**Instrucciones a seguir**
Indica cuántas líneas de los datos contienen la cadena "negative", distinguiendo entre mayúsculas y minúsculas. Responde únicamente con el número.
----
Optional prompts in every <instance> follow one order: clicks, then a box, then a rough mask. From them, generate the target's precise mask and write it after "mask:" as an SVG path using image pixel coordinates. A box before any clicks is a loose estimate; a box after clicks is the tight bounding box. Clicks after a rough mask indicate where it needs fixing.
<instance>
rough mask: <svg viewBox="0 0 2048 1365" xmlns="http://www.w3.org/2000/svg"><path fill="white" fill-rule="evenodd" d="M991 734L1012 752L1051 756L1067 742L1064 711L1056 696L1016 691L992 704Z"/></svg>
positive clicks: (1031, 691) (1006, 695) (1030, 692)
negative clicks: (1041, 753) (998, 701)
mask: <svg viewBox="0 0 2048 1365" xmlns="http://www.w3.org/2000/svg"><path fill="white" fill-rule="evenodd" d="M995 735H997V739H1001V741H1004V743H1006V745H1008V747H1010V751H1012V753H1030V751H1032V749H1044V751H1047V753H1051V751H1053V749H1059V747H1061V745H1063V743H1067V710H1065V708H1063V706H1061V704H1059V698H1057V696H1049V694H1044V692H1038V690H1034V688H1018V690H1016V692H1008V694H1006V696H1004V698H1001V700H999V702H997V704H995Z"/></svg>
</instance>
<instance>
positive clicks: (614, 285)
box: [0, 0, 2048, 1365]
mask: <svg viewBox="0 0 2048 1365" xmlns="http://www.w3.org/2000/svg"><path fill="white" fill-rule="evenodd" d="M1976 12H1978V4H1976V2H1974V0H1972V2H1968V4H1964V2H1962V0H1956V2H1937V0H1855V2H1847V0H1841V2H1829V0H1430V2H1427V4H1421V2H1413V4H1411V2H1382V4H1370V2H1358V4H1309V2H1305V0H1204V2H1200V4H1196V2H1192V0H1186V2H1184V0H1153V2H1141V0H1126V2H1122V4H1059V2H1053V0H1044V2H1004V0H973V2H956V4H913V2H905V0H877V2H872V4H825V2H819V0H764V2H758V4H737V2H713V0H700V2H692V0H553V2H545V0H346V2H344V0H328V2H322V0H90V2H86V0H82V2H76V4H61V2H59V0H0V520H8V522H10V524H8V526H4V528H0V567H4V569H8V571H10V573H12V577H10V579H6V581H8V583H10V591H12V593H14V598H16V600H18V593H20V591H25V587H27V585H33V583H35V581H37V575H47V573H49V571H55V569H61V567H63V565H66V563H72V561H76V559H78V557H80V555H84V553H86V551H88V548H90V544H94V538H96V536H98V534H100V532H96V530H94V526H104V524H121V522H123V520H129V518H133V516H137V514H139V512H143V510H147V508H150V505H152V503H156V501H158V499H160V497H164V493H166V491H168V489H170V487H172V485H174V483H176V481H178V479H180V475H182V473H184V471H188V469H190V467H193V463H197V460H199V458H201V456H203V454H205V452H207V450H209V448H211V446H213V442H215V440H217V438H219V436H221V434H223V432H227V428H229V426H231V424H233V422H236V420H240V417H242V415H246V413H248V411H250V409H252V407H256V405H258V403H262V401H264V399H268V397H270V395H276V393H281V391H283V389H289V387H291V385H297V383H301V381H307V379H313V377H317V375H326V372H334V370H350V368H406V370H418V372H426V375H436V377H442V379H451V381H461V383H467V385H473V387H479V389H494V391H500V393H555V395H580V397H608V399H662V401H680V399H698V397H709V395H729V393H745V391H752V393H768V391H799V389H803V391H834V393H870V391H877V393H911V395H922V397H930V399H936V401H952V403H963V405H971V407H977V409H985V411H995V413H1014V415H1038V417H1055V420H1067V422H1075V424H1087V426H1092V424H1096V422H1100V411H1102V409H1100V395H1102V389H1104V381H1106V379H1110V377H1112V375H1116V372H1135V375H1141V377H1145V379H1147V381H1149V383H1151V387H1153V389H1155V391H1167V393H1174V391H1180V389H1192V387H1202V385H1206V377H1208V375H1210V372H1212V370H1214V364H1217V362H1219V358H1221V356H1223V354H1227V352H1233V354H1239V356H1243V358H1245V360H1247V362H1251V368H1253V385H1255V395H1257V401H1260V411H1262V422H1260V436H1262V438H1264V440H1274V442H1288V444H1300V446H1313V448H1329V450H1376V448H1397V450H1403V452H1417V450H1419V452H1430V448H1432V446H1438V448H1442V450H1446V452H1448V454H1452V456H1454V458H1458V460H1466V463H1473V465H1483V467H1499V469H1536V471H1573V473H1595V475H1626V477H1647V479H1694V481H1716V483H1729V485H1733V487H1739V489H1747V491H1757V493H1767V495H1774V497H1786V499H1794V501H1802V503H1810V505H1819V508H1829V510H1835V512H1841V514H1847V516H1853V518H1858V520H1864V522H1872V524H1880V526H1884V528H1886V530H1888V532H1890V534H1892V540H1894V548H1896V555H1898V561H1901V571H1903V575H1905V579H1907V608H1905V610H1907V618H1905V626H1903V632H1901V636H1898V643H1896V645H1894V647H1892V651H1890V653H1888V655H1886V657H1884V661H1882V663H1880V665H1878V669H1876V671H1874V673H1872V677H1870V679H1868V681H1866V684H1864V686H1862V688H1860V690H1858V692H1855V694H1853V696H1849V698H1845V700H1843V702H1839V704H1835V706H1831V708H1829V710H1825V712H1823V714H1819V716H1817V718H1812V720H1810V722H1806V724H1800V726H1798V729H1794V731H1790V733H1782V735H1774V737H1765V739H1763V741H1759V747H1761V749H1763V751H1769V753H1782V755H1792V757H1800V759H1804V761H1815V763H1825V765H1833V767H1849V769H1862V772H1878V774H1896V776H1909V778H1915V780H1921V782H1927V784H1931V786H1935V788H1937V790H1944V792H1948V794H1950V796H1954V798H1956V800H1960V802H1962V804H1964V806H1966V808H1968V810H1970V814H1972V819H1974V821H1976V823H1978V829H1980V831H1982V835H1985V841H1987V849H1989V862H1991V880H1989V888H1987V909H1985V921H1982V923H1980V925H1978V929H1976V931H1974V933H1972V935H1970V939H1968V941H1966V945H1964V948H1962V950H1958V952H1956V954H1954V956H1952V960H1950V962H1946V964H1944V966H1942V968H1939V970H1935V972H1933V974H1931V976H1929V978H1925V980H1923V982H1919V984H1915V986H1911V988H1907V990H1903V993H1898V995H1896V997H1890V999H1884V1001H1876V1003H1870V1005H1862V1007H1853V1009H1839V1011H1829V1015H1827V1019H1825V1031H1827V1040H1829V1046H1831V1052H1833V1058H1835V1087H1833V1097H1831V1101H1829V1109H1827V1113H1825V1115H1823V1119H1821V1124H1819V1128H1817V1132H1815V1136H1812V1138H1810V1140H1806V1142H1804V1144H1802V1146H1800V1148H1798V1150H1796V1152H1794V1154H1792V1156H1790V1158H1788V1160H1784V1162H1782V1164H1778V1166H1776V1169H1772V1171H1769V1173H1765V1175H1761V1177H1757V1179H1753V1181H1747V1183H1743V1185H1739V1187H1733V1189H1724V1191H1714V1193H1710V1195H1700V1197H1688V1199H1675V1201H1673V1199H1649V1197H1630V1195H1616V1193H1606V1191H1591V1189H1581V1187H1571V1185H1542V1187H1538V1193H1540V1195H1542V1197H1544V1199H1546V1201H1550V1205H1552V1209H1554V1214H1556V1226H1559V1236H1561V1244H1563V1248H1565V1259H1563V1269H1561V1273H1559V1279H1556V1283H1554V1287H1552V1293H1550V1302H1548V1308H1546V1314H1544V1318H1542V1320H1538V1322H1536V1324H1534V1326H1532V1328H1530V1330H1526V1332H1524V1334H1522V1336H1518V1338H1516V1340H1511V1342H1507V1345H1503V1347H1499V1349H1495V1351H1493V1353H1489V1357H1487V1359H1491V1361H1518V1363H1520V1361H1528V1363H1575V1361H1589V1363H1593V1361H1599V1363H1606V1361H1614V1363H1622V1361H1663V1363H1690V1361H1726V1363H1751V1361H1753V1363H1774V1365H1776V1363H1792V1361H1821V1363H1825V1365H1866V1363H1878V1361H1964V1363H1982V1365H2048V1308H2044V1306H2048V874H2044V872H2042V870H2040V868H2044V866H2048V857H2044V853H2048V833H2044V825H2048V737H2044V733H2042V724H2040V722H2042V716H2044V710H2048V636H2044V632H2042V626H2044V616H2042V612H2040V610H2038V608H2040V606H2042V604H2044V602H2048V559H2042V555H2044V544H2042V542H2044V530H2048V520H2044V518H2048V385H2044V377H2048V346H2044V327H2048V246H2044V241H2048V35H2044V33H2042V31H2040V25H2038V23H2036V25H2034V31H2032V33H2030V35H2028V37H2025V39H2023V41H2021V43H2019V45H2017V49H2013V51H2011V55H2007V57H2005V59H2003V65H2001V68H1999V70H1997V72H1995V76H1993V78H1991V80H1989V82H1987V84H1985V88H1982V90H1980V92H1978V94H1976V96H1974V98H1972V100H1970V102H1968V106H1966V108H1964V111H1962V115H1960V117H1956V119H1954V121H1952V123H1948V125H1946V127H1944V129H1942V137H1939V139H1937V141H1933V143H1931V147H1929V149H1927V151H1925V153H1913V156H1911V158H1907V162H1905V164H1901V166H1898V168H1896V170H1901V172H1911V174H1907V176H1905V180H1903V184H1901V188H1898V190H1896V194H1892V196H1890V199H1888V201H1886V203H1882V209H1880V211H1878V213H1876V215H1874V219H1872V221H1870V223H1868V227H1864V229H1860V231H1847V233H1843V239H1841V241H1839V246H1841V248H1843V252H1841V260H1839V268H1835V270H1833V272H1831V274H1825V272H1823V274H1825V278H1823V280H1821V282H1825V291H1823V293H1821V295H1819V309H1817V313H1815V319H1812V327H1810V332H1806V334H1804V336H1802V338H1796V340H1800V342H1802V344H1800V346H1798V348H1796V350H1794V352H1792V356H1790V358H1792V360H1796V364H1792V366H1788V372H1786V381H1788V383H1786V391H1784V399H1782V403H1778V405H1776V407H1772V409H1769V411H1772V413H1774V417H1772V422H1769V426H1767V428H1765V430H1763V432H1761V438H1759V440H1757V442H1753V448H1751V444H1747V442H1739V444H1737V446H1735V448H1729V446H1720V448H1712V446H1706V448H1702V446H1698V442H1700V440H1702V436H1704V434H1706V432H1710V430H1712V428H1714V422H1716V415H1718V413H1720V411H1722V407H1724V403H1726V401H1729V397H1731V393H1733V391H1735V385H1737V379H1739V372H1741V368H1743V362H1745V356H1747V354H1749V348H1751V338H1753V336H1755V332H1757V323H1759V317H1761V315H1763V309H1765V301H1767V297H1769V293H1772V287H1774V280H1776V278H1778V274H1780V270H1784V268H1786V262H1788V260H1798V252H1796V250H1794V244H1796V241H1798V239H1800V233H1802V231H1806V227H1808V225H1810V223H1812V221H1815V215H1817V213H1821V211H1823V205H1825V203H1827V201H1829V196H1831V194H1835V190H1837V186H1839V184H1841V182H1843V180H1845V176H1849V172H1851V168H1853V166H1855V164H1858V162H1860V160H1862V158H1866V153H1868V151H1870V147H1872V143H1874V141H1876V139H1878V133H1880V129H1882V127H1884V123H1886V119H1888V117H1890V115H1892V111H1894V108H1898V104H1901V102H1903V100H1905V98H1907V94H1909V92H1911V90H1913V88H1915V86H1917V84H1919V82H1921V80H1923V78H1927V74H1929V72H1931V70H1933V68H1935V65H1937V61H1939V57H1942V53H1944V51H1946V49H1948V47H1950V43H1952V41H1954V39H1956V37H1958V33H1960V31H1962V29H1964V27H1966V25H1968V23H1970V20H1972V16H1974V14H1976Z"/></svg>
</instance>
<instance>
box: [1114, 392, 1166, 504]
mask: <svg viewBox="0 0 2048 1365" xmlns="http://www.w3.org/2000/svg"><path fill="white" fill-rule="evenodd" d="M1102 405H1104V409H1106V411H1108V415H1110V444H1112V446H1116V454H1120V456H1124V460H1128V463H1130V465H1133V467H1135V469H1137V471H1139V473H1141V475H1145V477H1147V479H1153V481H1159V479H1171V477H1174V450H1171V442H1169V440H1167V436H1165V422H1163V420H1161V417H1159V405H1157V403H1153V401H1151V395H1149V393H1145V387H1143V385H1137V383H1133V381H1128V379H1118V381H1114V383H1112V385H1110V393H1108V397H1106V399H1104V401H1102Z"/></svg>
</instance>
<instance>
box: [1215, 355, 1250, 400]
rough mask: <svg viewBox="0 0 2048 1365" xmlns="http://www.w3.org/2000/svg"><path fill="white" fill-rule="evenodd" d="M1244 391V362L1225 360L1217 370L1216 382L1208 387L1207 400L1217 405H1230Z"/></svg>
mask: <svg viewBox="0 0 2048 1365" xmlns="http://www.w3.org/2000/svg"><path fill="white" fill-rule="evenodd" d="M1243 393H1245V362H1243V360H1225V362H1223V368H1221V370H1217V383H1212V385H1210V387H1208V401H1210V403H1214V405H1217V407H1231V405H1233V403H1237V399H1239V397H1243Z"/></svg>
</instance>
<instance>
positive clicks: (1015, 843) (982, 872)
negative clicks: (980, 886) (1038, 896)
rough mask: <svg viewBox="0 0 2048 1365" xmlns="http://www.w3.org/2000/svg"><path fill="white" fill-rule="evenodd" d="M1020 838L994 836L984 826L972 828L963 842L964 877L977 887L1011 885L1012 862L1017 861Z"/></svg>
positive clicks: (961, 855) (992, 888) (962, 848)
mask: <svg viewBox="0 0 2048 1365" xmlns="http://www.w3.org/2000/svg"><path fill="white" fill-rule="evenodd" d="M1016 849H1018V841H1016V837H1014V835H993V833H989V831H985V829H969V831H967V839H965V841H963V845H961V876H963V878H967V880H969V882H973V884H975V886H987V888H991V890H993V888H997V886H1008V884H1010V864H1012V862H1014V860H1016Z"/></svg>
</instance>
----
**Resultado del ejercicio**
2